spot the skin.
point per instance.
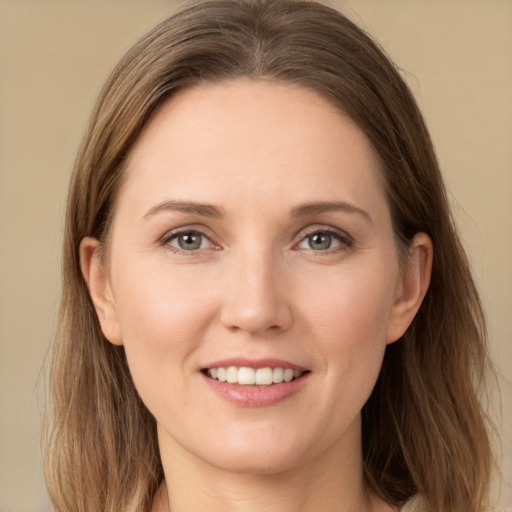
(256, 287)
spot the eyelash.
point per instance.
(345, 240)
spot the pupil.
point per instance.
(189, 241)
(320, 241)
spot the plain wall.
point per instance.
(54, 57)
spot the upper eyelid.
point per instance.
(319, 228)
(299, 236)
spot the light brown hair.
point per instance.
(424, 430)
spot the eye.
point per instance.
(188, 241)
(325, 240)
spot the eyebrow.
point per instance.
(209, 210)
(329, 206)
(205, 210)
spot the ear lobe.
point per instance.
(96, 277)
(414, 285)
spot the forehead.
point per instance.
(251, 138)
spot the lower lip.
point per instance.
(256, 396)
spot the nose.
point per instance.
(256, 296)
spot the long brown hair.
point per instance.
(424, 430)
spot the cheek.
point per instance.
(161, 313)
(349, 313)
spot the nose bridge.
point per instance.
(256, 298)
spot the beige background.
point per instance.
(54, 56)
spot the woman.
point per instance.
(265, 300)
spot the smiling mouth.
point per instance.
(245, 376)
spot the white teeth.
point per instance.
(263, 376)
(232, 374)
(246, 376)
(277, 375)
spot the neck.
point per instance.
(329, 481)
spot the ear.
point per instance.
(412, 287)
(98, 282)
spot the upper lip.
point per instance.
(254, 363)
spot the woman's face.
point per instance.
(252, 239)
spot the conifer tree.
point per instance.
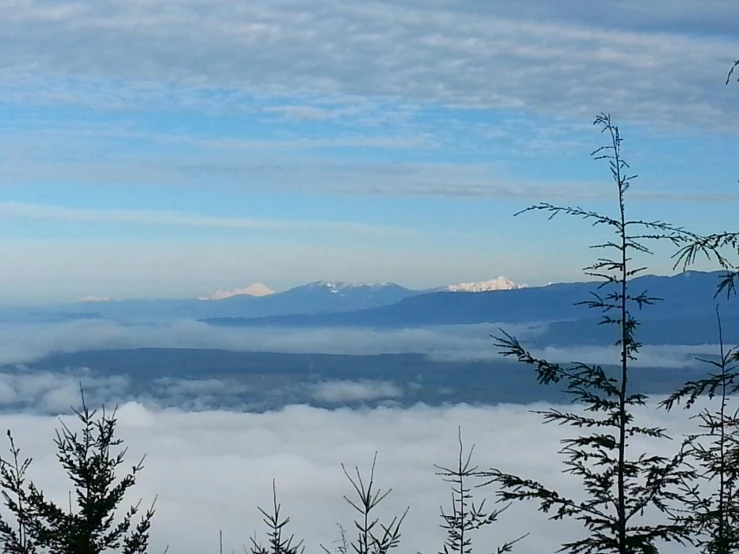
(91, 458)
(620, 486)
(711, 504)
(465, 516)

- **Task requirements**: Copy all of the records above word for word, leaving out the pictures.

- **Output for this exercise**:
spot the skin.
point per instance.
(256, 287)
spot the eyelash.
point per instance.
(345, 240)
spot the pupil.
point per instance.
(189, 241)
(320, 241)
spot the plain wall.
point per instance.
(54, 57)
spot the upper eyelid.
point per instance.
(319, 228)
(299, 236)
spot the light brown hair.
point per instance.
(424, 430)
spot the eye.
point per instance.
(188, 241)
(325, 240)
spot the eyebrow.
point per instance.
(209, 210)
(329, 206)
(205, 210)
spot the ear lobe.
point per instance.
(96, 277)
(414, 285)
spot the forehead.
point per instance.
(251, 138)
spot the lower lip.
point per instance.
(256, 396)
spot the nose.
point per instance.
(256, 296)
spot the long brown hair.
point per instance.
(424, 430)
spot the cheek.
point per instance.
(161, 313)
(349, 313)
spot the nose bridge.
point per instance.
(256, 298)
spot the beige background.
point per instance.
(54, 56)
spot the woman.
point per instance.
(265, 300)
spot the smiling mouth.
point per instance.
(245, 376)
spot the white teeth.
point per instance.
(263, 376)
(232, 374)
(246, 376)
(277, 375)
spot the neck.
point per instance.
(329, 481)
spot the ear.
point per instance.
(412, 287)
(98, 282)
spot the upper lip.
point per instance.
(254, 363)
spot the woman's face.
point per instance.
(252, 239)
spot the conifer tree.
point per instance.
(91, 458)
(620, 486)
(711, 504)
(465, 516)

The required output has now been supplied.